Rows from a box labeling dataset:
** start **

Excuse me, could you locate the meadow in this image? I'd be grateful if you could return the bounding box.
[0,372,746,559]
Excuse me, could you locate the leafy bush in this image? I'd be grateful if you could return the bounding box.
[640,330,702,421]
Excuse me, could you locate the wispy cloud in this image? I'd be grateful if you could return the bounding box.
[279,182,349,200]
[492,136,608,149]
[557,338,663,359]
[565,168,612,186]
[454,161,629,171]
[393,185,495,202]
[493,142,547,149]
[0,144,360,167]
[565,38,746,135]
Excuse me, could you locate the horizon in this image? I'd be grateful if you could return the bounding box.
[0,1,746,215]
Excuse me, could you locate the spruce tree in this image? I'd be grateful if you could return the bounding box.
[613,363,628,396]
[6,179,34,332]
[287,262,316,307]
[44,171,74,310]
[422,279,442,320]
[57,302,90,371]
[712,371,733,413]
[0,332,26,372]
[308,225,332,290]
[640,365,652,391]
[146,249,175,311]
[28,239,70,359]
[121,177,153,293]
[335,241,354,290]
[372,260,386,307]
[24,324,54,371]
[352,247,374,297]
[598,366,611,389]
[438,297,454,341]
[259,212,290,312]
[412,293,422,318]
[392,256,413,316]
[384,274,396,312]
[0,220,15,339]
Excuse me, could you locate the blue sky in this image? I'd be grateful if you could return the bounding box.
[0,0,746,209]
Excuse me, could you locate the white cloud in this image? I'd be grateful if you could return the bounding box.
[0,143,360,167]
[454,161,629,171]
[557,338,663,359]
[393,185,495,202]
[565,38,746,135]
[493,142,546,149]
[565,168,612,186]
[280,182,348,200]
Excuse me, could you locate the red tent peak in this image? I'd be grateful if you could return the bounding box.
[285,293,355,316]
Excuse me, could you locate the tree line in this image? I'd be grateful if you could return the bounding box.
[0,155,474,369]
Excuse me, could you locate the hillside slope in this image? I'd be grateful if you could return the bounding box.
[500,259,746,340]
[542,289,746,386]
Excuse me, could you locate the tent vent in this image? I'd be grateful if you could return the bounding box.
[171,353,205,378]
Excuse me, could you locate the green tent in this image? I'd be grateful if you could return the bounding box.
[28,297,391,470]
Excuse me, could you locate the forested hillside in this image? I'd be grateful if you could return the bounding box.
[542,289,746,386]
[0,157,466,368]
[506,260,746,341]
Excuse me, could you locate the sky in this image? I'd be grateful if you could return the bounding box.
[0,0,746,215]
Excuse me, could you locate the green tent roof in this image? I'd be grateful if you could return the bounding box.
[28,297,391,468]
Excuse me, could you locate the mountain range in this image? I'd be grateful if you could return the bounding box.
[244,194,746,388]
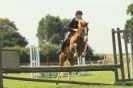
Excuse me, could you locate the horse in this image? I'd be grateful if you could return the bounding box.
[57,20,88,80]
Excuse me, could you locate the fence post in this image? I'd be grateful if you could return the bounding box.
[112,29,118,82]
[0,40,3,88]
[117,28,125,81]
[124,31,131,79]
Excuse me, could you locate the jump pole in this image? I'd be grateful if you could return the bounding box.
[30,46,40,78]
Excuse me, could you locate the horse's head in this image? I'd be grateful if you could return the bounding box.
[77,20,88,37]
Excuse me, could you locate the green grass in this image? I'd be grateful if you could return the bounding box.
[4,71,132,88]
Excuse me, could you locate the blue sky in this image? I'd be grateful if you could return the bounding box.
[0,0,132,53]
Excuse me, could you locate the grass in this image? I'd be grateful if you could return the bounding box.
[4,71,131,88]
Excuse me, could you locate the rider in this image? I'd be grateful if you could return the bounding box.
[57,10,83,53]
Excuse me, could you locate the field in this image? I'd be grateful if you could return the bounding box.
[4,71,132,88]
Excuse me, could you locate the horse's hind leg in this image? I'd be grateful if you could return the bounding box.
[68,58,75,80]
[57,53,67,80]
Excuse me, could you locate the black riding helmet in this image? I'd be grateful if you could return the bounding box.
[75,10,83,16]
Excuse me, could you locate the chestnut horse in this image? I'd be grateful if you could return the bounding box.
[57,20,88,80]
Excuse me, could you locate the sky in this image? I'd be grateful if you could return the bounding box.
[0,0,132,53]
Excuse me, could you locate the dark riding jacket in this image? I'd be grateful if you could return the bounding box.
[69,17,78,32]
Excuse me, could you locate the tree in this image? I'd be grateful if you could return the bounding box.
[0,18,28,47]
[37,15,70,45]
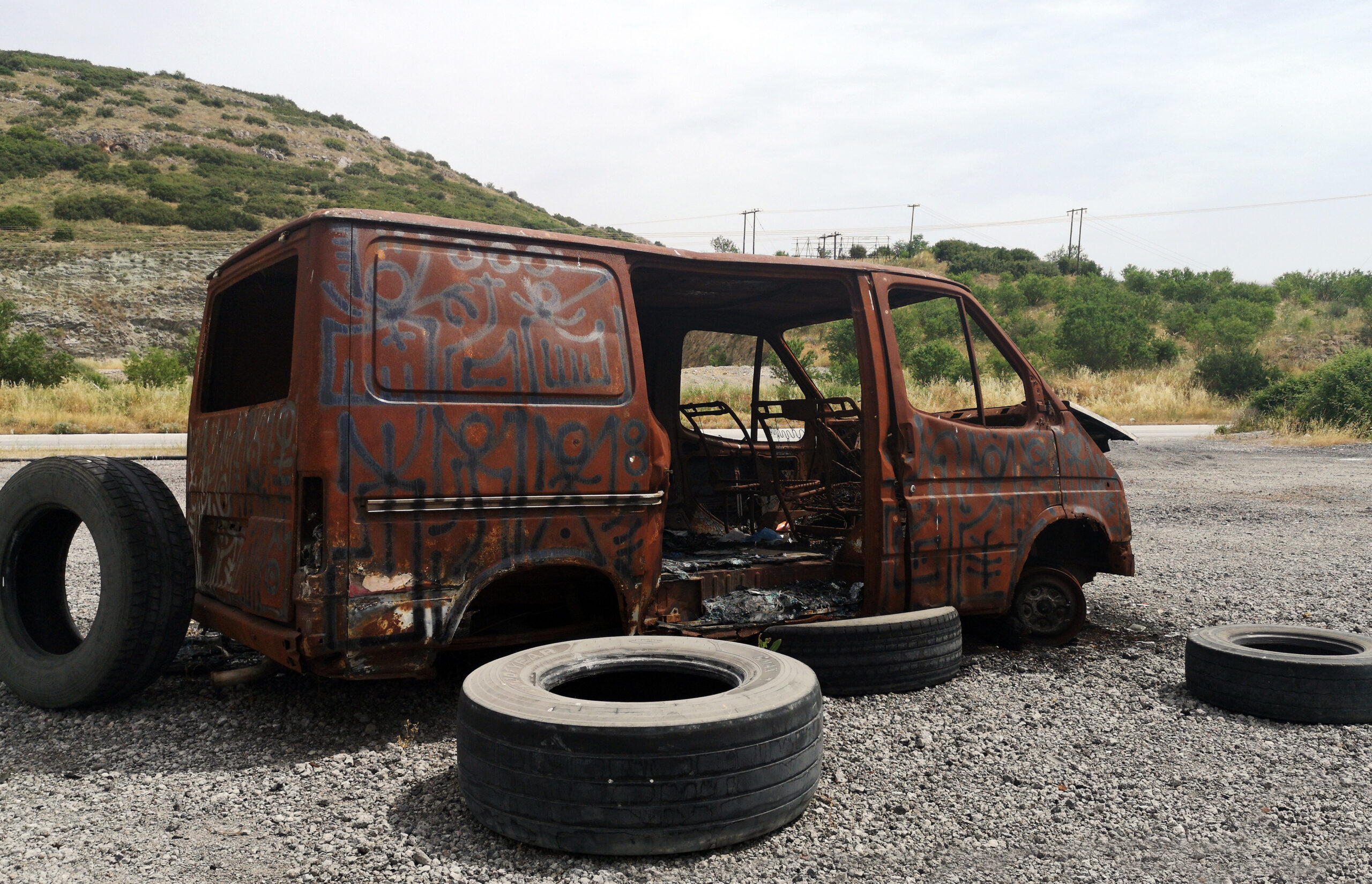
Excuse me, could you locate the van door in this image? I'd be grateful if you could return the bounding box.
[187,248,298,623]
[874,274,1062,614]
[339,228,666,659]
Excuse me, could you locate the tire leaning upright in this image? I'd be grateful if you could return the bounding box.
[457,636,823,855]
[0,457,195,708]
[1187,623,1372,725]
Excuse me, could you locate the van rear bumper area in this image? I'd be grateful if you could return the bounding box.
[191,593,303,673]
[1106,541,1134,576]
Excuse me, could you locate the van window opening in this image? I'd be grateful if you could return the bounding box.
[200,257,299,412]
[890,292,1029,427]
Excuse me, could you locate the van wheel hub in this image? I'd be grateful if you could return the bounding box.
[1011,568,1087,645]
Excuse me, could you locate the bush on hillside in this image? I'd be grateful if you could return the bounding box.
[819,320,862,386]
[1195,348,1281,399]
[933,239,1059,279]
[1272,270,1372,309]
[123,347,187,387]
[1296,347,1372,428]
[52,194,178,225]
[1252,347,1372,431]
[0,206,42,228]
[0,301,77,387]
[0,125,110,183]
[901,340,971,383]
[1054,284,1162,372]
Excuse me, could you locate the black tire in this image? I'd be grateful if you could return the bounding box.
[1187,623,1372,725]
[0,457,195,708]
[458,636,823,855]
[763,608,962,697]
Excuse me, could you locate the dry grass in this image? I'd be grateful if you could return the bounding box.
[1046,360,1240,424]
[0,379,191,434]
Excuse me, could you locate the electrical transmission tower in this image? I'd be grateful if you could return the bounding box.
[1068,209,1087,273]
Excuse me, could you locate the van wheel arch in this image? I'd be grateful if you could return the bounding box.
[457,561,628,642]
[1014,514,1110,585]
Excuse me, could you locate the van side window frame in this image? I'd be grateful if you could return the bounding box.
[195,250,301,414]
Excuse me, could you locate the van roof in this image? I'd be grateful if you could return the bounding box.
[215,209,962,288]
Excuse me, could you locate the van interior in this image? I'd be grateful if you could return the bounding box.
[631,268,1027,634]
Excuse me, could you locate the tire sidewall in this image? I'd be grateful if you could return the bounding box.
[1187,623,1372,678]
[0,457,132,707]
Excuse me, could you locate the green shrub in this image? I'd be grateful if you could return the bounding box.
[114,199,180,226]
[1195,350,1281,399]
[252,132,291,154]
[1055,283,1158,372]
[1295,347,1372,428]
[176,328,200,375]
[1152,338,1181,365]
[1251,372,1316,416]
[123,347,187,387]
[933,239,1059,279]
[177,203,262,231]
[52,194,133,221]
[0,125,110,183]
[821,320,862,386]
[76,362,114,387]
[0,206,42,228]
[243,196,306,218]
[0,301,77,387]
[58,83,100,101]
[901,340,971,383]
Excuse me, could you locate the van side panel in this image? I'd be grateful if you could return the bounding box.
[318,226,667,677]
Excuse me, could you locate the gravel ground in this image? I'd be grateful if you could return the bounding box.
[0,441,1372,884]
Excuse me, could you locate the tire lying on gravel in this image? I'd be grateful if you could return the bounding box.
[458,636,823,855]
[1187,623,1372,725]
[0,457,195,708]
[763,608,962,696]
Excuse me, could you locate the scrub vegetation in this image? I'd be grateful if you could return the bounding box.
[0,52,630,242]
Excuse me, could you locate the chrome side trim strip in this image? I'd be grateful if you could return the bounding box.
[367,492,664,512]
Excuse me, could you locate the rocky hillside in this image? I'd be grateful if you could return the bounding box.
[0,51,628,357]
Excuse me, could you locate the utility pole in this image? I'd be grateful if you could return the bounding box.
[1068,207,1087,273]
[738,209,762,255]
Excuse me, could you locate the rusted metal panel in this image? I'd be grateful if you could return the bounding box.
[192,593,302,671]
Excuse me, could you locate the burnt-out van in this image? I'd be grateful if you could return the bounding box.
[0,210,1134,700]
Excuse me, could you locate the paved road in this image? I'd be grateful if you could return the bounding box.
[0,433,185,451]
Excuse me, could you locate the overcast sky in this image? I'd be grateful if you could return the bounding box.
[11,0,1372,280]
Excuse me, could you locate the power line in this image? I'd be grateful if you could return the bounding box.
[620,194,1372,232]
[615,203,908,228]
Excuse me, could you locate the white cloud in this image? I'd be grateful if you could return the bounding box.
[5,0,1372,279]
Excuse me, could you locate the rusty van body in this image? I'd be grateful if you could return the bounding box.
[187,210,1134,678]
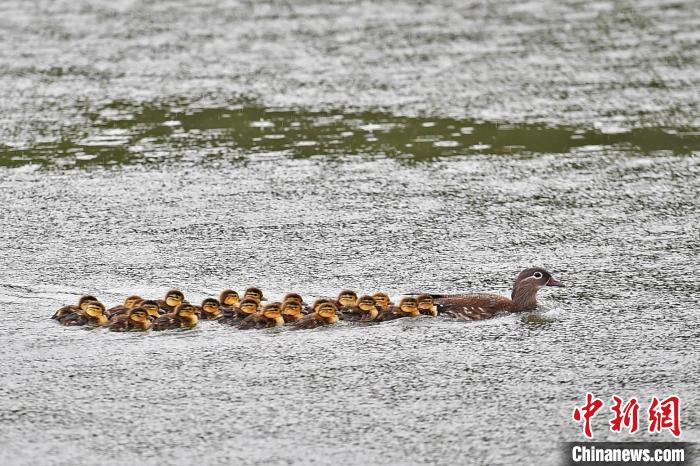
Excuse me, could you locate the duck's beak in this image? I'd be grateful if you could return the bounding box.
[545,277,564,286]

** end **

→ Task requirements: Retype without changes the part of the entries above that opens with the line containing "Excuse me, could you locate the chrome" and closes with the line containing "[11,0,1372,280]".

→ Answer in full:
Excuse me, could you locate the chrome side trim strip in this image? I'd be grateful if you could return the bounding box.
[367,492,664,512]
Excuse me, could you locate the rocky hillside in this image? I'd be grateful if you could return the bounding box.
[0,51,628,357]
Excuse me, could you locate the utility pole in this image? I'd be grateful if you could return the bounding box.
[1068,207,1087,273]
[738,209,762,255]
Excuse me, could you locate the rusted metal panel in this image? I'd be grateful if you could return the bounding box.
[192,593,302,671]
Excuse me, could you locate the burnt-out van in this image? I'd be grateful if you could return the bounding box.
[0,210,1134,700]
Excuse me, could you locate the paved road in this image? I'd be grateful if you could return the bounding box.
[0,433,185,451]
Excuse me, could you locate the overcast sky in this image? I'd be grateful if you could return the bounding box.
[11,0,1372,280]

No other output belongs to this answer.